YOUR GOAL —
Every entry must appear in the answer exactly as it does here.

STORED DATA —
════════════════

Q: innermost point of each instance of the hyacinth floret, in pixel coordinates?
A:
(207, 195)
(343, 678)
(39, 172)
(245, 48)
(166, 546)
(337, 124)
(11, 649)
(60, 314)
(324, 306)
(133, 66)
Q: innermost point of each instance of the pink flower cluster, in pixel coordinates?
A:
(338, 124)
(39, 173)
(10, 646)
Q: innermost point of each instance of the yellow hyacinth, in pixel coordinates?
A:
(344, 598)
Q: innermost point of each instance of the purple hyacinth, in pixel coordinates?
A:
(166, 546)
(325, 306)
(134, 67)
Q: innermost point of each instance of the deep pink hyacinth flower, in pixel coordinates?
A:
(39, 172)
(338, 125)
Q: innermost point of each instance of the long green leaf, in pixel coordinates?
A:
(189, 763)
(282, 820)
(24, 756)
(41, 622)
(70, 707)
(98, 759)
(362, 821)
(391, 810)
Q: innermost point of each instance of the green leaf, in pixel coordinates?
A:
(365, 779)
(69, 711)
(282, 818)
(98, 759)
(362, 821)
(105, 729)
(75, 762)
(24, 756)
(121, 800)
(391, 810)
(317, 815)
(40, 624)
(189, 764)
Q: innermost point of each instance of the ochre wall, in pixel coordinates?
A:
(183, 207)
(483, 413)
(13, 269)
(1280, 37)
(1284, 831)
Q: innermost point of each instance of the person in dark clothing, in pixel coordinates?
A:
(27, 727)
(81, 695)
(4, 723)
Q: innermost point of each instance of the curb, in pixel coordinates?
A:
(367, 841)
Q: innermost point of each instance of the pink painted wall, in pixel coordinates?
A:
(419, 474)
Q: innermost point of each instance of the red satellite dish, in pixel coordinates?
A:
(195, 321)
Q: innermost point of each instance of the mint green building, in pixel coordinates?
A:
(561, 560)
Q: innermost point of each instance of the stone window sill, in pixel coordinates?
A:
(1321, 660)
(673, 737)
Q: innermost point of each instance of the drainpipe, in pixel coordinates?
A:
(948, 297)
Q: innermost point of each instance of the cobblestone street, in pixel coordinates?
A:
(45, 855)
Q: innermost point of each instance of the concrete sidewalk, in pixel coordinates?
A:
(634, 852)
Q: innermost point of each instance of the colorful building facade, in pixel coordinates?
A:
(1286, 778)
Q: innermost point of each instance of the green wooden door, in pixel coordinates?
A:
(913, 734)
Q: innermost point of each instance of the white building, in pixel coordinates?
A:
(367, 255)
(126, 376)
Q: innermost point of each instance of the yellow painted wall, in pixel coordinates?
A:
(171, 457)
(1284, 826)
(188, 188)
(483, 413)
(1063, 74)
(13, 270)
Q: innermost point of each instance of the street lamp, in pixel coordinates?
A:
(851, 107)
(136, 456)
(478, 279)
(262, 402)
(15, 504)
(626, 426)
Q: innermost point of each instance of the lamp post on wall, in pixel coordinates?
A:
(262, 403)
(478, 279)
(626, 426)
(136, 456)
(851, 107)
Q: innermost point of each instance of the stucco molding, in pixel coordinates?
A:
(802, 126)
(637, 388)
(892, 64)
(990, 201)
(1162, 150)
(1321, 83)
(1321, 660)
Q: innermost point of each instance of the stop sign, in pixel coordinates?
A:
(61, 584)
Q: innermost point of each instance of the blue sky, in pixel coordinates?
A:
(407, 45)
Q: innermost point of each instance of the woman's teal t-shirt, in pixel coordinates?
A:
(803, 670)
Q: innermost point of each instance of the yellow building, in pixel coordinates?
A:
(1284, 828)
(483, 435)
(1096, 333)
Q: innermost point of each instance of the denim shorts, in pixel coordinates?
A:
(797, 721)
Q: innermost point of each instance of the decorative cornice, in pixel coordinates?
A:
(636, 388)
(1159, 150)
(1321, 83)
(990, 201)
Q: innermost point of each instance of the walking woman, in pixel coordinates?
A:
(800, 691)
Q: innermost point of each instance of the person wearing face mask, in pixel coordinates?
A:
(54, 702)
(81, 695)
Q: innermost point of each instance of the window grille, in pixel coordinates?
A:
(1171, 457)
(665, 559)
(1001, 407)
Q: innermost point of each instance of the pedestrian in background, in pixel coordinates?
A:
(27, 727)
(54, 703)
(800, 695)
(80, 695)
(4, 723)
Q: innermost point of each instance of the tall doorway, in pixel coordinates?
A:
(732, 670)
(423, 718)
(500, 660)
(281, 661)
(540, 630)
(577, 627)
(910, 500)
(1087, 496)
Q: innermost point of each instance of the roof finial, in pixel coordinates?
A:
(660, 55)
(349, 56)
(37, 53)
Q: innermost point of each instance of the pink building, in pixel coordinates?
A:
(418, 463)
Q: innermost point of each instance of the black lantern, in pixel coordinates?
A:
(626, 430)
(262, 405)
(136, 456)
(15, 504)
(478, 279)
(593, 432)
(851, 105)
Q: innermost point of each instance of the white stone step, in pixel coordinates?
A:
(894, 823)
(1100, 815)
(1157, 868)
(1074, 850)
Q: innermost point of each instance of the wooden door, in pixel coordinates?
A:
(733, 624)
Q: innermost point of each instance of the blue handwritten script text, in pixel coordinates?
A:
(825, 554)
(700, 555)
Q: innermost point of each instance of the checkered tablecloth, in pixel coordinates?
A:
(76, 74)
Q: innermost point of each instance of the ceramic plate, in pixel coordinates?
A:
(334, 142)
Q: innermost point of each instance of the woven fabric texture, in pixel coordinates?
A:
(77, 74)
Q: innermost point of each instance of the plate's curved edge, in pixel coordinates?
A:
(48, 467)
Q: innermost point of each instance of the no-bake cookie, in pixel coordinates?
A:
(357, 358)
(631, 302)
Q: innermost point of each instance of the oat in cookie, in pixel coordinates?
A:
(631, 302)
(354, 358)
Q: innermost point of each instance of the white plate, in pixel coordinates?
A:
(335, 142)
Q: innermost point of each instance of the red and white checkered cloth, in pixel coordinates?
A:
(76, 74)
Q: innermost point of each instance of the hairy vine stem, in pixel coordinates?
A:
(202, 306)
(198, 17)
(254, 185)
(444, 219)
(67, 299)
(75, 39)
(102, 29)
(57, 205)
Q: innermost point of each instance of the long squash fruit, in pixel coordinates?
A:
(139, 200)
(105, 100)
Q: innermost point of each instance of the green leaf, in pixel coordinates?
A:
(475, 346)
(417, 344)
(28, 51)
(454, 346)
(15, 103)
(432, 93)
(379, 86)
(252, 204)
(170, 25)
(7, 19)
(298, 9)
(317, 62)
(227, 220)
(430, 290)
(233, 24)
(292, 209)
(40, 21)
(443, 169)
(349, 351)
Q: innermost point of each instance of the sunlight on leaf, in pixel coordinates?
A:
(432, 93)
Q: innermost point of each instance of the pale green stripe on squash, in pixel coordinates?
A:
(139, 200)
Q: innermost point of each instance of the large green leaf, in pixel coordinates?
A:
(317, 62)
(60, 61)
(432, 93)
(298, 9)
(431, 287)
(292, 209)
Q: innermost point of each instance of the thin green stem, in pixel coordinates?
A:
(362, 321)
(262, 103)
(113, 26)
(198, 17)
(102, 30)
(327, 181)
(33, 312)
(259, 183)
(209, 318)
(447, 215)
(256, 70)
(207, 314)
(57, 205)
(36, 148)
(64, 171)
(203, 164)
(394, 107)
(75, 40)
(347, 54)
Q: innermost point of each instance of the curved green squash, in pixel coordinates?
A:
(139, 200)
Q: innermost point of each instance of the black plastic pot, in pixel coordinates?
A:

════════════════

ANSWER SPACE —
Q: innermost point of each instance of the hyacinth floret, in pixel coordinates?
A:
(207, 195)
(343, 678)
(39, 172)
(245, 48)
(166, 546)
(337, 124)
(11, 649)
(60, 314)
(324, 306)
(133, 66)
Q: innermost point of each instance of the pink flower cluster, in pixel coordinates?
A:
(338, 124)
(39, 173)
(10, 646)
Q: innermost point of each instance of the yellow hyacinth, in pixel coordinates?
A:
(344, 598)
Q: innermost point of each instance of the purple hyacinth, in pixel coordinates?
A:
(166, 546)
(325, 306)
(134, 67)
Q: innermost point of each instance of the deep pink hyacinth flower, in pixel coordinates?
A:
(39, 172)
(338, 125)
Q: innermost point of each instance of the long green leaf, in pixel coordinates?
A:
(189, 763)
(282, 820)
(24, 756)
(41, 622)
(70, 707)
(98, 759)
(362, 821)
(391, 810)
Q: innermost point of each instance of the green leaf, in pixel coordinates?
A:
(365, 779)
(69, 711)
(282, 818)
(98, 759)
(362, 821)
(105, 729)
(75, 762)
(24, 756)
(121, 800)
(391, 810)
(317, 815)
(40, 624)
(189, 764)
Q: innermost point of each instance of the ochre wall, in pixel coordinates?
A:
(183, 207)
(483, 413)
(13, 269)
(1280, 37)
(1284, 831)
Q: innermost point of each instance of the person in dark clothing, in pixel coordinates?
A:
(27, 727)
(81, 695)
(4, 723)
Q: innermost point of each instance of the curb, in pixel coordinates?
A:
(367, 841)
Q: innermost point of each instance of the pink painted wall, in pixel coordinates?
A:
(419, 474)
Q: innermost point of each instance of the red satellite dish, in pixel coordinates?
A:
(195, 321)
Q: innermost point of each instance of the mint green building, in pixel coordinates?
A:
(561, 560)
Q: innermost point of each instance of the stone window sill, in pixel coordinates?
A:
(1321, 660)
(673, 737)
Q: innermost point of each instance of the drainpipe, in pixel coordinates?
A:
(948, 297)
Q: innermost point of each instance of the cobblestone street, in pixel coordinates?
A:
(45, 855)
Q: innermost point of each instance of the concrete sidewalk, in pixel coordinates?
A:
(634, 852)
Q: innermost point of each instance of the colorful building facade, in pixel coordinates?
A:
(1286, 778)
Q: innermost point of each instance of the green wooden door, in pixel coordinates?
A:
(913, 734)
Q: innermost point of each instance of the white building, in pixel coordinates?
A:
(367, 255)
(126, 376)
Q: innermost point of each instance of the yellow painted wall, in pixel coordinates?
A:
(171, 457)
(1284, 826)
(188, 188)
(483, 413)
(1063, 74)
(13, 270)
Q: innermost point of each instance of the street lamp, in pixel coordinates?
A:
(851, 107)
(136, 456)
(478, 279)
(262, 402)
(15, 504)
(626, 426)
Q: innermost point of each instance of the lamp post on wall, in pixel coordinates?
A:
(262, 403)
(478, 279)
(626, 426)
(136, 456)
(851, 107)
Q: innermost point of each instance of the stucco molding, in pixel coordinates?
A:
(802, 126)
(637, 388)
(892, 64)
(990, 201)
(1162, 150)
(1321, 83)
(1321, 660)
Q: innermost point of each instance of the stop sign, in pixel coordinates?
A:
(61, 584)
Q: innermost point of each instance of the blue sky, in pixel coordinates?
A:
(407, 45)
Q: innermost point of each instance of the woman's teal t-shirt, in pixel coordinates?
A:
(803, 670)
Q: innermost point of each instance of the yellow building, in pixel coordinates?
A:
(1284, 828)
(483, 435)
(1096, 333)
Q: innermost point of each instance of the denim shorts, in pixel coordinates?
A:
(797, 721)
Q: innermost point of each instance of the decorative cornice, in pixel coordinates?
A:
(636, 388)
(1159, 150)
(1321, 83)
(990, 201)
Q: innermost point of each instance of the walking woman, in pixel coordinates?
A:
(800, 691)
Q: innermost point of each instance of the person wearing face mask, in pixel coordinates?
A:
(54, 702)
(81, 695)
Q: innermost point of each instance of the window grille, in pixel coordinates?
A:
(1171, 457)
(665, 559)
(1001, 407)
Q: innermost point of each instance of the pedestrian in background, in pixel coordinates?
A:
(27, 727)
(54, 703)
(800, 695)
(80, 695)
(4, 723)
Q: innermost point of each instance of the tall doorway, in pixel coordinates?
A:
(732, 670)
(423, 718)
(500, 660)
(281, 661)
(540, 630)
(577, 627)
(910, 500)
(1087, 496)
Q: innermost point of each instance of the roof finial, in pixel coordinates?
A:
(660, 55)
(349, 56)
(37, 53)
Q: innermost point of each instance of the pink building, in pixel coordinates?
A:
(418, 463)
Q: innermost point of each instance of the black lantern, in pixel coordinates?
A:
(626, 430)
(262, 405)
(136, 456)
(15, 504)
(478, 279)
(593, 432)
(851, 105)
Q: innermost point of each instance of the white stone step, in pixel coordinates?
A:
(894, 823)
(1100, 815)
(1157, 868)
(1074, 850)
Q: innermost point of each instance of the wooden door, in pixel coordinates?
A:
(733, 624)
Q: innermost point of each instance of the blue handwritten script text, in pixel coordinates?
A:
(825, 554)
(700, 555)
Q: innermost point of each instance of the checkered tablecloth, in pixel coordinates?
A:
(76, 74)
Q: innermost point of each instance of the ceramic plate, in pixel coordinates?
A:
(334, 142)
Q: innermost point of each instance of the woven fabric texture, in pixel coordinates?
A:
(77, 74)
Q: innermost point of each instance of the plate's curved edge, in pixel coordinates?
A:
(48, 467)
Q: innermost point of each instance of the no-bake cookie, in pixel coordinates?
A:
(357, 358)
(631, 302)
Q: innermost point of each instance of the oat in cookie, in pixel coordinates?
A:
(631, 302)
(354, 358)
Q: innermost point of each instance of the white plate, in pixel coordinates?
A:
(335, 142)
Q: innermost point of each instance of the red and white checkered cloth, in pixel coordinates?
A:
(76, 74)
Q: innermost point of each instance of the hairy vine stem, in pixel coordinates?
A:
(202, 306)
(198, 17)
(254, 185)
(444, 219)
(67, 299)
(75, 39)
(102, 29)
(57, 205)
Q: innermost point of each instance of the long squash fruit, in pixel coordinates?
A:
(139, 200)
(105, 100)
Q: innermost point of each instance of the green leaf, in pixel coordinates?
A:
(475, 346)
(417, 344)
(28, 51)
(454, 346)
(15, 103)
(432, 93)
(379, 86)
(252, 204)
(170, 25)
(7, 19)
(298, 9)
(317, 62)
(227, 220)
(430, 290)
(233, 24)
(292, 209)
(40, 21)
(443, 169)
(349, 351)
Q: innermost point of each instance of the sunlight on leaf, in pixel coordinates?
A:
(432, 93)
Q: innermost point of each instance of the pale green stripe on squash, in pixel coordinates?
A:
(139, 200)
Q: innermost point of each instance of the large green leaf, in pixel coordinates?
A:
(317, 62)
(60, 61)
(432, 93)
(298, 9)
(431, 287)
(292, 209)
Q: innermost point of each instance of the thin green stem, in pixel coordinates?
A:
(362, 321)
(262, 103)
(113, 26)
(198, 17)
(102, 30)
(327, 181)
(33, 312)
(259, 183)
(209, 318)
(447, 215)
(256, 70)
(207, 314)
(57, 205)
(36, 148)
(64, 171)
(203, 164)
(394, 107)
(75, 40)
(347, 54)
Q: innermost point of each instance of the curved green squash, in pixel coordinates?
A:
(139, 200)
Q: innermost point of each instance of the black plastic pot, in pixel coordinates?
A:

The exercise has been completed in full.